— ENUNCIADO 1 —
Cite, do texto sobre Brizzi, o trecho que vai de "Em 1999, o músico" até "nomes da MPB.".

— TRECHO SELECIONADO —
+---+

Nascido na comuna de Alexandria, Brizzi rodou o mundo a trabalho, tendo sido regente da do Festival de Darmstadt (Alemanha) e da Filarmônica da Radio France, além de trabalhos no México, em Portugal e outros países.
Em 1999, o músico virou professor visitante da Universidade Federal da Bahia, onde logo fixou residência. De nome sugestivo a sua nova nacionalidade, lançou o disco “Brizzi do Brasil” em 2002, tendo composições próprias gravadas nas vozes de Gil, Caetano Veloso, Margareth Menezes, Arnaldo Antunes e outros nomes da MPB.
Agora, entre apresentações na Europa e no Brasil, o compositor de “Amor Azul” cedeu uma entrevista à coluna “Cultura para Todos”. Diretamente de Salvador (BA), Brizzi falou da concepção da ópera, expectativas para a apresentação em Curitiba e o resgate da música clássica como música popular.
Você chegou a comentar que a composição dessa ópera seria uma “loucura”. Por que a decisão de seguir com o projeto?

+---+

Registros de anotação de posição
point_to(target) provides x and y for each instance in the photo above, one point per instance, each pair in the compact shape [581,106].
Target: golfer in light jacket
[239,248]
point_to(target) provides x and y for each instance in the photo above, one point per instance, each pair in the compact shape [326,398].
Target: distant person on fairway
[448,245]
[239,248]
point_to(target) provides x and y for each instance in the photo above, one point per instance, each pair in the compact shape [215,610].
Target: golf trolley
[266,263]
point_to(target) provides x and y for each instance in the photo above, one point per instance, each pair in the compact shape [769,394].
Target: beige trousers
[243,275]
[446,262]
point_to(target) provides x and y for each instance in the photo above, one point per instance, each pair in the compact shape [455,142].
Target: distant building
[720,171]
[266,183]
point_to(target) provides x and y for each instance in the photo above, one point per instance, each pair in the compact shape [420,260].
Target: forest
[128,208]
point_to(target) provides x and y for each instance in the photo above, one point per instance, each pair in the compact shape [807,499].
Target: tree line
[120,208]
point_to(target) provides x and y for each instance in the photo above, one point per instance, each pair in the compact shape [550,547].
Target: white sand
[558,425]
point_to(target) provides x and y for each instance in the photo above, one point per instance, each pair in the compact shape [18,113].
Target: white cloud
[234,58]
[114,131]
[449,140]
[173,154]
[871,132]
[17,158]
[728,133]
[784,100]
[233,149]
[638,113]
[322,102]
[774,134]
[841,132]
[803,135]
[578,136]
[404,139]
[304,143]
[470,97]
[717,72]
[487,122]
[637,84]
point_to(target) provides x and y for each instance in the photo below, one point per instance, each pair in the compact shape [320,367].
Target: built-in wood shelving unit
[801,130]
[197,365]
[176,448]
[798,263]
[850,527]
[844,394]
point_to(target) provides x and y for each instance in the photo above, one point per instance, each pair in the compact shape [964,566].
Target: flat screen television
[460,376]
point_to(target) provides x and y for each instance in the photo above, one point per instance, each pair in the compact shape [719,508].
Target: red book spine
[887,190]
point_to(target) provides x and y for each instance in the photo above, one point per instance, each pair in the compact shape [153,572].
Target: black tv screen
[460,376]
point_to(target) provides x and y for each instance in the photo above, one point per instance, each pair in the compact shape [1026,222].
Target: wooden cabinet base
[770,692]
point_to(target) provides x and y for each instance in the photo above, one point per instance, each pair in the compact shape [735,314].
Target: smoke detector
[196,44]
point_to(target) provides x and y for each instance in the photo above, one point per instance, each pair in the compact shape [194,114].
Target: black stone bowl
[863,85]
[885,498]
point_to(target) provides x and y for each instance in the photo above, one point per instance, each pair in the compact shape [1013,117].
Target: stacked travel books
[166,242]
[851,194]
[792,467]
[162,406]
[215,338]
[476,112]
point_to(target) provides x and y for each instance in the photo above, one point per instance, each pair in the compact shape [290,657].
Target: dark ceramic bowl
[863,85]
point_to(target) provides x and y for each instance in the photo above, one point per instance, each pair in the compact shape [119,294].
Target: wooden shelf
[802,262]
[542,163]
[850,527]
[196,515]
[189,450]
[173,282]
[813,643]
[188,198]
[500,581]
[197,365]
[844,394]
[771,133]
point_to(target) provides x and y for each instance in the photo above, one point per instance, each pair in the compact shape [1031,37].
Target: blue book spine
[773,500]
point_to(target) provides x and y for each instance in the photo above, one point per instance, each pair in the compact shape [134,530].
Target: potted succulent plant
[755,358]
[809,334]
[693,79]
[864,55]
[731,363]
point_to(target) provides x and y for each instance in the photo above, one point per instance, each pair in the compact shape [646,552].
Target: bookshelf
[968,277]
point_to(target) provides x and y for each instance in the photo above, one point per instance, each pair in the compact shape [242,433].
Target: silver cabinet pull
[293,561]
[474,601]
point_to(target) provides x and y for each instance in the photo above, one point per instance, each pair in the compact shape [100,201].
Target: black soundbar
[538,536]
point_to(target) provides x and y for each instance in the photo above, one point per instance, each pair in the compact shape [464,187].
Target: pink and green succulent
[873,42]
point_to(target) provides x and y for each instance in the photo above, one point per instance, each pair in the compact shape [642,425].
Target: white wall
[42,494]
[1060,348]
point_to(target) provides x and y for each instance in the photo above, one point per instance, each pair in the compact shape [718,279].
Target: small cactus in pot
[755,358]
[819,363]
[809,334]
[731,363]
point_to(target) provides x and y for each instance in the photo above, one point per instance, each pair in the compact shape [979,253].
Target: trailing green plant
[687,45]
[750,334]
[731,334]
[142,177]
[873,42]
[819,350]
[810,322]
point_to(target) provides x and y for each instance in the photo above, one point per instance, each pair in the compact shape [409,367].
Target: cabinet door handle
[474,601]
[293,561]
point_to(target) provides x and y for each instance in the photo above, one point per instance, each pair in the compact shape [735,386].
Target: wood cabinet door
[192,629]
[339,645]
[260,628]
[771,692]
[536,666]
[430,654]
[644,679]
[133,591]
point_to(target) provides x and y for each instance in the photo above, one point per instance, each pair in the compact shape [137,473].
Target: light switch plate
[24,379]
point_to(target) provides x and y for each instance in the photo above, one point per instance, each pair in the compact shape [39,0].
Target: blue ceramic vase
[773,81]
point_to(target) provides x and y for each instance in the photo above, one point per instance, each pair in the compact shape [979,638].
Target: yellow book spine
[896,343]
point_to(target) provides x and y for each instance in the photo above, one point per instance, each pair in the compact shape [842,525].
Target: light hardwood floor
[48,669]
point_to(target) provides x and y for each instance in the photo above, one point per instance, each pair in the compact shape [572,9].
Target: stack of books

+---+

— ENUNCIADO 2 —
Extraia todas as linhas que contêm a palavra "cabinet", considerando a diferença entre maiúsculas e minúsculas.

— RESULTADO DO EXERCÍCIO 1 —
Em 1999, o músico virou professor visitante da Universidade Federal da Bahia, onde logo fixou residência. De nome sugestivo a sua nova nacionalidade, lançou o disco “Brizzi do Brasil” em 2002, tendo composições próprias gravadas nas vozes de Gil, Caetano Veloso, Margareth Menezes, Arnaldo Antunes e outros nomes da MPB.

— RESULTADO DO EXERCÍCIO 2 —
Target: wooden cabinet base
Target: silver cabinet pull
Target: cabinet door handle
Target: wood cabinet door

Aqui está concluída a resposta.